That is not what capitan_refugio said at #131. Here is what capitan_refugio said.

[cr #131] Assuming that Lincoln's exercise of emergency warpowers and suspension of (the privilege of the writ of) habeas corpus were constitutional, then, as Farber points out in Lincoln's Constitution (pg 190-191), the court would have utterly lacked jurisdiction to hear a habeas petition. After Congress retrospectively approved Lincoln's actions, Taney's pique in Ex parte Merryman became a moot point.

[CAPN R] "as Farber points out in Lincoln's Constitution (pg 190-191), the court would have utterly lacked jurisdiction to hear a habeas petition."

-- compared to reality:

[FARBER] "Arguably... a plausible argument can be made... if this jurisdictional analysis is rejected, however, we should concede that Lincoln's action was unlawful."

[nc #146] What Farber actually said, page 191, is "Arguably, a valid suspension of the writ does eliminate the courts very power to proceed. This was apparently Congress's view in the Habeas Corpus Act, which confirmed the suspension." ... "Thus, a plausible argument can be made that during a suspension, the executive not only has a valid legal defense that the habeas court should accept, but he is entitled to ignore any order to appear or to produce or releae the prisoner." Page 192 "Still, allowing the president to ignore an adverse ruling about the validity of the suspension is undoubtedly dangerous." ... "If this jurisdictional analysis is rejected, however, we should concede that Lincoln's action was unlawful. It is fruitless to argue for a general power of executive nullification. Lincoln himself did not even offer this defense, and history speaks strongly against it. Instead, we are thrown back on the necessity defense that he did in fact offer."

Farber did not "point out" that "the court would have utterly lacked jurisdiction to hear a habeas petition."

Farber wrote that arguably, a plausible argument can be made that the court lacked "the power to hear the case," (p. 190) and "the executive has a valid legal defense which the court should accept" (p. 191) Ex Parte Milligan held that the writ issues as a matter of course. The executive would still be required to file a proper return of the writ asserting its defense. If the court accepted the legal defense, then the court could proceed no further. It would not hear the case.

In the Merryman case, there was no proper return of the writ, and no evidence that habeas corpus had been suspended by Lincoln or anyone else prior to the issuance of Taney's opinion.

_Work task 1_:
In the habeas corpus post, why does the writer say Farber did not "point out" that the court would have utterly lacked jurisdiction?

_Data for this exercise_:
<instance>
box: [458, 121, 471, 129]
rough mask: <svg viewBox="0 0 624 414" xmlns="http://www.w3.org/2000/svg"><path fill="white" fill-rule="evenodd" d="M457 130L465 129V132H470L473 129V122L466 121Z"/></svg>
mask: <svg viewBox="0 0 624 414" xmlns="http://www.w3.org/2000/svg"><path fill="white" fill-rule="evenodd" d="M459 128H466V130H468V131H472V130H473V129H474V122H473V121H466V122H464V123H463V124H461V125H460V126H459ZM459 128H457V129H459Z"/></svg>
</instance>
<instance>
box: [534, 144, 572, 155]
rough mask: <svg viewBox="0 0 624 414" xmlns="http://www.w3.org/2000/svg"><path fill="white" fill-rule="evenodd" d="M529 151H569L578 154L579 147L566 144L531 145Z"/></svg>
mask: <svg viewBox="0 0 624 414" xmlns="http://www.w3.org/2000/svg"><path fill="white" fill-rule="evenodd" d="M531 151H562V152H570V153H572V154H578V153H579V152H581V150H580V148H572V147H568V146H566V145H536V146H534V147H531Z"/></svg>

_Work task 2_:
In the records, copy every line from the one with "</instance>" up to and including the one with "151H569L578 154L579 147L566".

_Final answer 1_:
Farber's wording was hedged. He said only that "arguably" a "plausible argument can be made" that the court lacked power to proceed. He also wrote that if this jurisdictional analysis is rejected, "we should concede that Lincoln's action was unlawful."

_Final answer 2_:
</instance>
<instance>
box: [534, 144, 572, 155]
rough mask: <svg viewBox="0 0 624 414" xmlns="http://www.w3.org/2000/svg"><path fill="white" fill-rule="evenodd" d="M529 151H569L578 154L579 147L566 144L531 145Z"/></svg>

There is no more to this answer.